- [BRIEF]: Rescale the entries in the stretch from the line containing "Objective — one point per instance of the black box" through the line containing "[[239, 166]]", both included, and give only those lines. Reproduce the requests unchanged, but multiply every coordinate in the answers by 0.55 and round to the nearest whole number, with halves rounded up.

##############################

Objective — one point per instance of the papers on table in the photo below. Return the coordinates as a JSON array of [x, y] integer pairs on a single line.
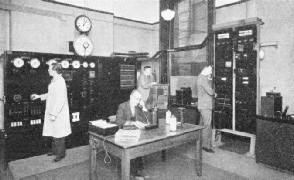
[[127, 135], [102, 124]]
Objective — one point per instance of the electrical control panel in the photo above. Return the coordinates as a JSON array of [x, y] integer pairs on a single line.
[[246, 79], [223, 78], [236, 77], [95, 87]]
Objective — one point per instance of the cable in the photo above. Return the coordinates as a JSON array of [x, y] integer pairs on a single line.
[[106, 157]]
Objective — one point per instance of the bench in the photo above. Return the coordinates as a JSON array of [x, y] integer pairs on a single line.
[[251, 136]]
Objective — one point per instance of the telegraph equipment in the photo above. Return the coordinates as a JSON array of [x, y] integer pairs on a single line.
[[159, 94]]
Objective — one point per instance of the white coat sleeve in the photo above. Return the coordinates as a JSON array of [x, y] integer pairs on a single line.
[[58, 98]]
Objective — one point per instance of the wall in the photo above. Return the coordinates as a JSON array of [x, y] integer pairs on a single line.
[[131, 36], [276, 69], [40, 26]]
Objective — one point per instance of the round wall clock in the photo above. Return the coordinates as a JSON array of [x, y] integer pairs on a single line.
[[83, 46], [83, 24]]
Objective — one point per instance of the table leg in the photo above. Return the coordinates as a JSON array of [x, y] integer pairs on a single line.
[[198, 155], [163, 155], [92, 158], [125, 165]]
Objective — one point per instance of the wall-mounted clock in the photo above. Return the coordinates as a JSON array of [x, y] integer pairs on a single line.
[[83, 24], [83, 46]]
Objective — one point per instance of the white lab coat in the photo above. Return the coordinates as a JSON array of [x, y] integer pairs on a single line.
[[56, 105]]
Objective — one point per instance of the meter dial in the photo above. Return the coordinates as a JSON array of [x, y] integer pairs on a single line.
[[35, 63], [64, 64], [18, 62], [76, 64], [17, 98]]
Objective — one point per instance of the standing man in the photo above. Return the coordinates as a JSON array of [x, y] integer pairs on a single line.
[[56, 121], [145, 83], [205, 105]]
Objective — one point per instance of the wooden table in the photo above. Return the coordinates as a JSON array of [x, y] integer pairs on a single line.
[[151, 141]]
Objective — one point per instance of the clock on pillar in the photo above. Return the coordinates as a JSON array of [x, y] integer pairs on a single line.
[[83, 24], [83, 46]]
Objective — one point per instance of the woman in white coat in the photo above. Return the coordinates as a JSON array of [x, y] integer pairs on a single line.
[[56, 121]]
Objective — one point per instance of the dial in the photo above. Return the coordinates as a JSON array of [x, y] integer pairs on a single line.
[[35, 63], [85, 64], [18, 62], [83, 24], [92, 65], [76, 64], [83, 46], [64, 64]]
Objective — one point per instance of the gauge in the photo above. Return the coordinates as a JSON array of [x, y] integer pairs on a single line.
[[64, 64], [18, 62], [85, 64], [51, 61], [92, 65], [76, 64], [17, 98], [35, 63]]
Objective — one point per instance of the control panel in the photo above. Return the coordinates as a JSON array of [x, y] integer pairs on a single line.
[[95, 87], [236, 78]]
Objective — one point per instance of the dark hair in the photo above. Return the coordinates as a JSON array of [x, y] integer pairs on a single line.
[[147, 67], [56, 67]]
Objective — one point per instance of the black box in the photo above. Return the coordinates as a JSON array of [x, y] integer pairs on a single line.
[[104, 132], [271, 106]]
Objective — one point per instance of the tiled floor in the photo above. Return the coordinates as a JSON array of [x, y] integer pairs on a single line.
[[239, 166]]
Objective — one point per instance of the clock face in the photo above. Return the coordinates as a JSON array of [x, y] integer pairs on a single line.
[[83, 24], [83, 46], [35, 63], [18, 62]]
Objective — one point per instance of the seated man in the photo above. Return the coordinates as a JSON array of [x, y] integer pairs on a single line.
[[133, 111]]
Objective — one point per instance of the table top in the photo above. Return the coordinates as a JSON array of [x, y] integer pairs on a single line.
[[148, 136]]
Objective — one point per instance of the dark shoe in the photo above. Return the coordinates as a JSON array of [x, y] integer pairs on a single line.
[[50, 154], [57, 159], [208, 150]]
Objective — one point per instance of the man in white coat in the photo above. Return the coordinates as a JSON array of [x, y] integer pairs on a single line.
[[56, 121], [145, 83]]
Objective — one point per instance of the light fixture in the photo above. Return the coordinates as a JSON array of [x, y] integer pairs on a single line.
[[92, 65], [261, 54], [168, 14]]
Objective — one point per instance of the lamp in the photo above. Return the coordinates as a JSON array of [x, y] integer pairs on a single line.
[[261, 54], [168, 14]]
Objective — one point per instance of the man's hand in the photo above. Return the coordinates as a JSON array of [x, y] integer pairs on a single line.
[[34, 96], [141, 103], [139, 124], [52, 118], [128, 123]]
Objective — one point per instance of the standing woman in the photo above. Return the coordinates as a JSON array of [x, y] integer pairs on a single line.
[[56, 121]]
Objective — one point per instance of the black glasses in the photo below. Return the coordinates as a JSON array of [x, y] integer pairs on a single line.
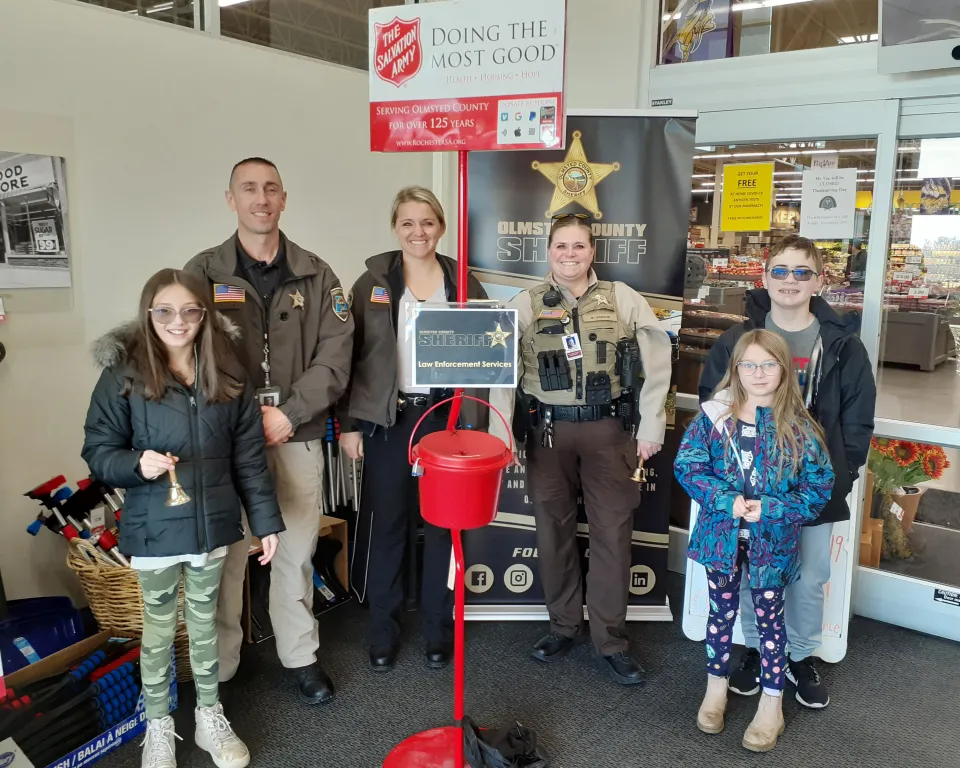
[[802, 274], [166, 315], [769, 367]]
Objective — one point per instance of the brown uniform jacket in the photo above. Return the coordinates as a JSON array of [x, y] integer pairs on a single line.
[[310, 345], [655, 355], [372, 397]]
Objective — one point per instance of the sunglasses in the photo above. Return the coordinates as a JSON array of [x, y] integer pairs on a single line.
[[166, 315], [769, 367], [801, 274]]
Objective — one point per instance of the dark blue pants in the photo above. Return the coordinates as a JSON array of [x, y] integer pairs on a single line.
[[769, 618], [389, 497]]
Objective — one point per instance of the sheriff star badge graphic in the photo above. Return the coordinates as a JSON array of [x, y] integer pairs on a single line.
[[575, 179], [498, 337]]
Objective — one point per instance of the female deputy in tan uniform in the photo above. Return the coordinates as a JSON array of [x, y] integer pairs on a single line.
[[570, 327], [384, 407]]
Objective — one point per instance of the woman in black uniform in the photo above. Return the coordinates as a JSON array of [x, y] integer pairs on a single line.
[[383, 407]]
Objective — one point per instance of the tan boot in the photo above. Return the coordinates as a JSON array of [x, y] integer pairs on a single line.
[[710, 716], [767, 725]]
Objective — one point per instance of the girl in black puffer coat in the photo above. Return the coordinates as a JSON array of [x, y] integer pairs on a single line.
[[172, 394]]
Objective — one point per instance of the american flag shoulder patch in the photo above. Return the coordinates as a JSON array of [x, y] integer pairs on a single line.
[[552, 314], [223, 292]]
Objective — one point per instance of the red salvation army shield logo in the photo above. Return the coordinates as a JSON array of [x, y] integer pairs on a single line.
[[398, 55]]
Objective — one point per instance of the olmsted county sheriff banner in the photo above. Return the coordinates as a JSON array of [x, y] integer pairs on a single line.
[[630, 175]]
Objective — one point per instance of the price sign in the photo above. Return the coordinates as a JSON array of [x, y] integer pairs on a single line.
[[45, 238]]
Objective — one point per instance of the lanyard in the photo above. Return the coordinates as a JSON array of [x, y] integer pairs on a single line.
[[265, 365]]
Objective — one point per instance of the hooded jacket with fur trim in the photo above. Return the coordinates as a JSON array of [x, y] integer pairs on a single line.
[[220, 447]]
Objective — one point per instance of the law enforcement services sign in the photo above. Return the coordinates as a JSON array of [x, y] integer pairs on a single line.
[[464, 347]]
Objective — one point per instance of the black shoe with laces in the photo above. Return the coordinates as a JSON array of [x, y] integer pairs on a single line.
[[811, 692], [313, 684], [553, 647], [623, 668], [746, 680]]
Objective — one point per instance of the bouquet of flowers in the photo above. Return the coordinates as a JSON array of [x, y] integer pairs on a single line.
[[898, 465]]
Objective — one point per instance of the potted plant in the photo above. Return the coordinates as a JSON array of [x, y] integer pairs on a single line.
[[898, 466]]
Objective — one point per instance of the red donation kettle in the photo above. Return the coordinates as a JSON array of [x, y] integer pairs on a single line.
[[462, 470]]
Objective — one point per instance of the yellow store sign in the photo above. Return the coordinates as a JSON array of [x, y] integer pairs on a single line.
[[747, 197]]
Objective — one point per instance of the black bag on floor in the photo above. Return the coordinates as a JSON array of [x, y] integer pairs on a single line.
[[514, 747]]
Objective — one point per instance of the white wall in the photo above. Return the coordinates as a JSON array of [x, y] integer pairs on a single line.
[[830, 75], [150, 118]]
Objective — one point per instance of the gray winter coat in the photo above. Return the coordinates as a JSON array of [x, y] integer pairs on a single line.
[[220, 446]]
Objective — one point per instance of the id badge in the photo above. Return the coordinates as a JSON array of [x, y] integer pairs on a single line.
[[571, 347], [269, 396]]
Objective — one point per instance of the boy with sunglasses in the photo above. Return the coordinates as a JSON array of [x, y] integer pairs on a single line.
[[837, 384]]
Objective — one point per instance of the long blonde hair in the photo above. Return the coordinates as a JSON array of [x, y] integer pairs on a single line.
[[792, 422]]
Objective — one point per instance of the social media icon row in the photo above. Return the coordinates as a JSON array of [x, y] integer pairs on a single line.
[[517, 578], [504, 116]]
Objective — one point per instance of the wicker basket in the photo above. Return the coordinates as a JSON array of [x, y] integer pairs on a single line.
[[114, 596]]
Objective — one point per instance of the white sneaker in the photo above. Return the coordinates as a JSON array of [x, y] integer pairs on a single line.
[[159, 747], [767, 725], [214, 735]]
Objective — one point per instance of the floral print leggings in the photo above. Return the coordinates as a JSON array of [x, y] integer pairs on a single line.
[[768, 605]]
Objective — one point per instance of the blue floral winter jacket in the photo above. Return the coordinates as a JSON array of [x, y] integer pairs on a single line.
[[709, 472]]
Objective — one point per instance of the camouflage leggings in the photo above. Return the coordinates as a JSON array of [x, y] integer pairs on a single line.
[[201, 589]]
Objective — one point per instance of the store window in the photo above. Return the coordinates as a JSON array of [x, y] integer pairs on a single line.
[[817, 188], [331, 30], [911, 516], [919, 375], [703, 30], [179, 12]]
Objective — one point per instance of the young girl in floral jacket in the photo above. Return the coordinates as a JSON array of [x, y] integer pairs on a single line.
[[755, 463]]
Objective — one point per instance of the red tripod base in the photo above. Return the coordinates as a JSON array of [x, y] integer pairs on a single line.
[[436, 748]]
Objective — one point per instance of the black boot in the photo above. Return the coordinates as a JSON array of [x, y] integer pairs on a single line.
[[623, 668], [553, 647], [383, 657], [313, 684]]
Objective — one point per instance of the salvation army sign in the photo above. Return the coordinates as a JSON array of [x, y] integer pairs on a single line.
[[399, 54], [467, 75]]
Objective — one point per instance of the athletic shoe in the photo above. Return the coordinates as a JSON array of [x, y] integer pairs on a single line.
[[159, 747], [811, 692], [215, 735]]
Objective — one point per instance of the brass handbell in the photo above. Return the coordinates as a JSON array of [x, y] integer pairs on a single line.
[[176, 496]]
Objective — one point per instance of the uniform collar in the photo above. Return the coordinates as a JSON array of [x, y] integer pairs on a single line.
[[569, 297]]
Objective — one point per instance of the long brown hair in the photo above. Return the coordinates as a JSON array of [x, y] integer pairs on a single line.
[[792, 423], [147, 355]]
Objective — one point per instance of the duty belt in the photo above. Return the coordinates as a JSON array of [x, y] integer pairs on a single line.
[[579, 412]]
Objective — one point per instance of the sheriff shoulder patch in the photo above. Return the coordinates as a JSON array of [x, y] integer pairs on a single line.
[[341, 307]]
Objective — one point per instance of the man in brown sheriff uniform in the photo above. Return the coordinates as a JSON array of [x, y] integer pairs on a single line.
[[296, 346], [571, 327]]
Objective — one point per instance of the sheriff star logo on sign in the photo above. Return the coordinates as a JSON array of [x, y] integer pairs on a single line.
[[398, 55]]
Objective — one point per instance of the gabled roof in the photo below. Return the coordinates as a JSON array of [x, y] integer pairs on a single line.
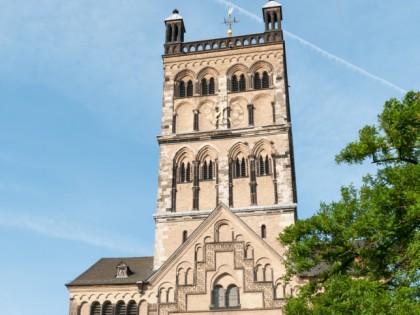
[[195, 236], [272, 4], [104, 271], [175, 16]]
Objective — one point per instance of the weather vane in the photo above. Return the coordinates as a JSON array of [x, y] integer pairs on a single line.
[[230, 19]]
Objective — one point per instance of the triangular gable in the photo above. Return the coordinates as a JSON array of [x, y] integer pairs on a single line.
[[220, 211]]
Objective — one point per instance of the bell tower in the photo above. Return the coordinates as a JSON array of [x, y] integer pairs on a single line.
[[225, 133], [175, 30], [272, 14]]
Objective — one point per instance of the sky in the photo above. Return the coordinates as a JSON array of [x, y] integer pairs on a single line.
[[80, 106]]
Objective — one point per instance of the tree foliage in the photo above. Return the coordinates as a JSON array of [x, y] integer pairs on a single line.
[[369, 240]]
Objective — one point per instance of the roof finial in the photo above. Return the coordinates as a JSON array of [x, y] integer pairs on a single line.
[[230, 19]]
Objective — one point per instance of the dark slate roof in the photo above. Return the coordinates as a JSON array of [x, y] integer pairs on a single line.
[[104, 271], [316, 271]]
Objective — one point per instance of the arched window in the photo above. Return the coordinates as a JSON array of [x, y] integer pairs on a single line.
[[204, 90], [185, 172], [107, 309], [232, 296], [182, 89], [211, 87], [120, 309], [265, 80], [176, 33], [189, 88], [235, 84], [242, 84], [218, 297], [132, 308], [95, 309], [207, 170], [169, 34], [257, 81], [240, 168], [264, 165], [263, 231]]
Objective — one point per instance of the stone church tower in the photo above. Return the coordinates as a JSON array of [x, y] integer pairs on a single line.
[[226, 185]]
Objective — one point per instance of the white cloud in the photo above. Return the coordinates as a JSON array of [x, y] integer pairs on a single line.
[[321, 51], [64, 229]]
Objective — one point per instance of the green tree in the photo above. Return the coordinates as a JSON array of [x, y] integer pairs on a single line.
[[366, 246]]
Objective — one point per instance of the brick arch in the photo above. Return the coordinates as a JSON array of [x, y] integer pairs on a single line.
[[222, 272], [238, 99], [183, 153], [260, 96], [263, 145], [207, 150], [207, 71], [261, 65], [223, 231], [236, 69], [239, 148], [185, 74], [184, 104]]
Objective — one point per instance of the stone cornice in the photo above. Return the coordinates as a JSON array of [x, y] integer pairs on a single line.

##############################

- [EXERCISE SOLUTION]:
Objective — one point per instance of the black box in the photo above. Return the coordinates as a JSON array of [x, y] integer pairs on a single line.
[[57, 73], [149, 58]]
Objective — one point per instance of the tiled floor in the photo above. Return the coordinates as a JSON array of [x, y] integer pairs on a single line.
[[131, 91]]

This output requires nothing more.